Repeat every line below exactly as it reads.

======

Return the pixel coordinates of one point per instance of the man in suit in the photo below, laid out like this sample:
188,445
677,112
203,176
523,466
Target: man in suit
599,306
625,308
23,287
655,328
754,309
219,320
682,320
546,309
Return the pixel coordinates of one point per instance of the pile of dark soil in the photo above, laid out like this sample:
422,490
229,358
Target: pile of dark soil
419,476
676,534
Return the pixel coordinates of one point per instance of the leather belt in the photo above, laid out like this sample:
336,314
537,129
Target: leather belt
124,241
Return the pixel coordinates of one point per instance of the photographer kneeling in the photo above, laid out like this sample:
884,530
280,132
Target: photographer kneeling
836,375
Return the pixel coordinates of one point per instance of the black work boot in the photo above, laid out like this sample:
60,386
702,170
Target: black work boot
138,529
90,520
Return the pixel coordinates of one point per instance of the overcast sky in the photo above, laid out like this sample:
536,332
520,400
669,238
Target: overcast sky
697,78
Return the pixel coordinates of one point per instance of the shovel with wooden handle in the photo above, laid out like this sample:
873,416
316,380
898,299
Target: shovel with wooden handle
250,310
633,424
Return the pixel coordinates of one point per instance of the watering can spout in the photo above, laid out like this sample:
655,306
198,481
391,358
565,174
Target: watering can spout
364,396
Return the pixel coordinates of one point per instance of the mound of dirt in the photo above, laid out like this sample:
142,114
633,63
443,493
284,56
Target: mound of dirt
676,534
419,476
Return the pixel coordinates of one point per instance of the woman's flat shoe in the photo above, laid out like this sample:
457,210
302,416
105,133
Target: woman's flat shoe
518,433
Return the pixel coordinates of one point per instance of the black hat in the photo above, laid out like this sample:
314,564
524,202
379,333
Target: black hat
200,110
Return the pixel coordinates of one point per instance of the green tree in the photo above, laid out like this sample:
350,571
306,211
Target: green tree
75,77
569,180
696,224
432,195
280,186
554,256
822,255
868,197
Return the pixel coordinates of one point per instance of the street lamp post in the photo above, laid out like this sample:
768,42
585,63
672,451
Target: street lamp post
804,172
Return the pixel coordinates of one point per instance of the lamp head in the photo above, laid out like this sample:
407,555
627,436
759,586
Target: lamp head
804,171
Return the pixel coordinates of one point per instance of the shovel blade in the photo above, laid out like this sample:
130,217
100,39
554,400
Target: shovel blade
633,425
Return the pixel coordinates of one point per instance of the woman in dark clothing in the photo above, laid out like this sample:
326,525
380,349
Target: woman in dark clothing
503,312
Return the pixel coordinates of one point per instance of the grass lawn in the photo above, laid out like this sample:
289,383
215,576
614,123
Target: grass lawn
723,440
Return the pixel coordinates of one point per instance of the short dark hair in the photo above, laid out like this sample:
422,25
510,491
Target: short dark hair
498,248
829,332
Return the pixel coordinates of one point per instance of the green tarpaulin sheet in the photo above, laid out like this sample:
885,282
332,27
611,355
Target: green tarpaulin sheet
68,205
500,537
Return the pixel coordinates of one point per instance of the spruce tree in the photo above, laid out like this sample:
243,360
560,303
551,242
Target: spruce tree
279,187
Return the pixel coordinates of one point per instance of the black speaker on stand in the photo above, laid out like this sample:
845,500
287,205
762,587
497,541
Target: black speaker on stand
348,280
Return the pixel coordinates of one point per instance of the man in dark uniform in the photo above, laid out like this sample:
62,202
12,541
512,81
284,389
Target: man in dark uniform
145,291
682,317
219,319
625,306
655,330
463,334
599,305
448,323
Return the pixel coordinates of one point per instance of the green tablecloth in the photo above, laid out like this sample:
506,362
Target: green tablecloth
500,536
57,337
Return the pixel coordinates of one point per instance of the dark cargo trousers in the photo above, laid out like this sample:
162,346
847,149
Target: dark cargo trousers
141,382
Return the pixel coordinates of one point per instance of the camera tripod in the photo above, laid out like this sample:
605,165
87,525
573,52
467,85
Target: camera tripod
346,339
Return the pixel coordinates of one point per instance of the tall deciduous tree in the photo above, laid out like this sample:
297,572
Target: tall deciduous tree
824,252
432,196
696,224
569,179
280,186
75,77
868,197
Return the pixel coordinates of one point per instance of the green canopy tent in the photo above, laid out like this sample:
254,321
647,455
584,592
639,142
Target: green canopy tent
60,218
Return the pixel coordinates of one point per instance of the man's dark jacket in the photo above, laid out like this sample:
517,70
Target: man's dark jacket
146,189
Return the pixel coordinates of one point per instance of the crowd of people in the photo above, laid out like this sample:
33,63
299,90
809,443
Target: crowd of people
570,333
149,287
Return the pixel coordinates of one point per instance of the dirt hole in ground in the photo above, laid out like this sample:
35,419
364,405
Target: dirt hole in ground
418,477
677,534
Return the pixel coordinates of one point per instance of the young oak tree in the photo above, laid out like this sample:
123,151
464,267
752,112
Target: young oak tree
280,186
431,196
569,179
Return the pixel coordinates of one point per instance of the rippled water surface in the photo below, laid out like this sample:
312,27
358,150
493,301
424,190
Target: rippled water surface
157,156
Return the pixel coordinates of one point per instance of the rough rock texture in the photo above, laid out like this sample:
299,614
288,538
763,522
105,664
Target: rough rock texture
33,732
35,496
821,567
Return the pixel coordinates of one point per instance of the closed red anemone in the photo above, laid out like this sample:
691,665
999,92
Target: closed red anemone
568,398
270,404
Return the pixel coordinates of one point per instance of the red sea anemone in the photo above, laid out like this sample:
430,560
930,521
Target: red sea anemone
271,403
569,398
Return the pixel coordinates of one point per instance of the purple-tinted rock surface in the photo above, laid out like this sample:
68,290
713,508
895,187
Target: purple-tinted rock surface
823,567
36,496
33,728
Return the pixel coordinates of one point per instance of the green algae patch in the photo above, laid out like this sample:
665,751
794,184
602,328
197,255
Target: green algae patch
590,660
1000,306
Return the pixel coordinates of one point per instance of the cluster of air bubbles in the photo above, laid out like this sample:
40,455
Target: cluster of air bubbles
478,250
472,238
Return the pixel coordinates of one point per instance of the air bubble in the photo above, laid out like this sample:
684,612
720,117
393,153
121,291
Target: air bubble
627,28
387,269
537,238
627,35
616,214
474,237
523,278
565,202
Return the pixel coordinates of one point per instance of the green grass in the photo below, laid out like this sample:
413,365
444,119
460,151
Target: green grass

======

RESULT:
Return the pixel coordinates of one point per instance of the man in suit in the photo below, laid out like this sample:
188,445
677,112
203,176
523,466
Target: man in suit
599,306
625,308
23,287
655,328
754,309
219,320
682,320
546,309
Return the pixel coordinates of one point per instance of the pile of dark soil in the photo above, laid out like this sample:
422,490
229,358
Target: pile of dark soil
419,476
676,534
Return the pixel coordinates of one point per instance of the leather belt in the photo above, laid out like this sample:
336,314
537,129
Target: leather belt
124,241
Return the pixel coordinates of one point per instance of the photographer kneeling in the photo above, laid out like this sample:
884,530
280,132
Target: photographer kneeling
836,375
Return the pixel coordinates of one point per instance of the black work boot in the photo above, laid out like this sample:
60,386
702,170
Target: black work boot
138,529
90,520
Return the pixel coordinates of one point per instance of the overcast sky in the photo above, laid out like this sample:
536,332
520,400
669,238
Target: overcast sky
697,78
Return the pixel coordinates of one point per instance of the shovel with wooden handle in the photo above, laid out like this sample:
873,416
316,380
898,299
Target: shovel with wooden handle
250,310
633,424
Return the pixel coordinates of one point per instance of the watering can spout in the photo above, laid out like this sample:
655,306
198,481
391,358
565,174
Target: watering can spout
364,396
Return the pixel coordinates of one point per instance of the mound of dirt in the photo above, laid out like this sample:
142,114
633,63
443,493
284,56
Target: mound of dirt
676,534
419,476
Return the pixel coordinates of one point per instance of the woman's flat shoe in the photo above, laid out like this sample:
457,210
302,416
105,133
Target: woman's flat shoe
518,433
Return the pixel coordinates of one point per instance of the black hat in the photo above, laid out like this sample:
314,564
524,202
379,333
Target: black hat
200,110
Return the pixel coordinates of one point per instance of the green tree in the photo above, laid out like this sample:
350,571
306,211
Target: green tree
75,77
569,180
696,224
432,195
280,186
554,256
822,255
868,197
Return the pixel coordinates of one point per instance of the street lamp post in the photo above, laid out like this sample:
768,42
585,63
672,451
Target: street lamp post
804,172
Return the pixel coordinates of one point per instance of the lamp head in the photo above, laid out like this sample:
407,555
627,436
759,586
Target: lamp head
804,171
Return the pixel coordinates of one point per instance of the shovel blade in the photo above, laid out like this sample:
130,217
100,39
554,400
Target: shovel blade
633,425
Return the pixel coordinates of one point per instance of the woman in dark clothing in the photo above, laid out like this sample:
326,525
380,349
Target: woman in dark clothing
503,312
Return the pixel coordinates of one point per instance of the grass lawn in the photo above, laid out like this sample:
289,383
215,576
614,123
Target: grass lawn
723,440
Return the pixel coordinates of one point per instance of the short dark hair in the photo above, laid out like this sample:
422,25
510,491
Target: short dark hair
498,248
829,332
Return the pixel coordinates of one point per instance of the green tarpaulin sheet in the photo above, laid out like this sample:
885,282
332,27
611,355
Target: green tarpaulin sheet
68,205
500,537
Return the pixel coordinates of one point per instance of the spruce tree in the photo above, laid out like this sample:
243,360
560,303
551,242
Target: spruce tree
279,187
Return the pixel coordinates of one point per instance of the black speaker on stand in the photo above, laid out like this sample:
845,500
287,205
762,587
497,541
Target: black speaker on stand
348,280
Return the pixel coordinates of one point per instance of the man in dark uniform in the photo above, laid out like this sample:
62,202
12,541
512,81
284,389
Target: man in dark uniform
145,291
682,317
219,319
625,306
655,330
463,334
599,305
448,323
Return the pixel coordinates of one point per instance of the green tablecloth in the photo above, laid out like this sample:
506,362
Target: green tablecloth
500,536
57,337
Return the pixel coordinates of one point per instance of the dark cargo trousers in the photo above, laid out like this sample:
162,346
847,149
Target: dark cargo trousers
141,382
Return the pixel coordinates of one point per instance of the camera tripod in the photo above, laid out like this sample:
605,165
87,525
573,52
467,85
Target: camera tripod
346,339
Return the pixel coordinates of one point per instance of the tall deciduous tree in the photo above, laid out like this sample:
297,572
Target: tall deciduous tree
824,252
432,196
696,224
569,179
280,186
75,77
868,197
Return the pixel coordinates of one point per instance of the green canopy tent in the photo above, laid out like this sample:
254,321
647,455
584,592
639,142
Target: green canopy tent
60,218
Return the pixel coordinates of one point per instance of the man's dark jacket in the photo above, laid out like this sample:
517,70
Target: man's dark jacket
146,189
Return the pixel coordinates of one point per instance of the crowd of people in the photo above, laid out like this sample:
33,63
299,90
809,443
Target: crowd of people
570,333
149,287
Return the pixel coordinates of one point per instance of the dirt hole in ground in the photo above, laid out like this sample:
35,419
364,405
Target: dirt hole in ground
418,477
677,534
Return the pixel coordinates of one point per instance of the young oak tree in the photo above, laid out like this sample:
123,151
464,267
752,112
Target: young oak tree
280,186
431,196
569,179
Return the pixel coordinates of one point per instance of the rippled water surface in the photo below, laid out like this sample:
312,27
358,150
493,301
424,190
Target: rippled water surface
157,156
Return the pixel coordinates of one point per instance of the rough rock texture in the photo above, laid out like this sample:
299,614
288,538
763,522
105,664
Target: rough rock texture
33,732
35,496
821,567
Return the pixel coordinates of one point per instance of the closed red anemone in the photo above, laid out like this sample:
691,665
999,92
Target: closed red anemone
568,398
270,404
Return the pixel coordinates of one point per instance of the red sea anemone in the photo above, laid out like this sample:
430,560
930,521
Target: red sea anemone
271,403
569,398
Return the pixel coordinates of one point per instance of the purple-tinted rock surface in the photo above, laid out like this sample:
68,290
713,508
895,187
Target: purple-tinted rock surface
823,567
36,496
33,728
Return the pixel coordinates of one point per instance of the green algae patch in the photo above, laid out like this sample:
665,751
794,184
602,328
197,255
Target: green algae patch
590,660
1000,306
Return the pixel coordinates of one point per instance of the cluster of air bubbles in the photo above, laid out like this sample:
40,455
Target: cluster of air bubbles
478,250
472,238
Return the pixel coordinates of one point per instance of the air bubble in the photo above, laid out like this sample:
684,612
720,117
393,153
121,291
Target: air bubble
627,28
387,269
537,238
627,35
616,214
474,237
523,278
565,202
Return the pixel coordinates of one point per instance of the green grass in the photo below, laid out like this sample:
413,365
444,119
460,151
Target: green grass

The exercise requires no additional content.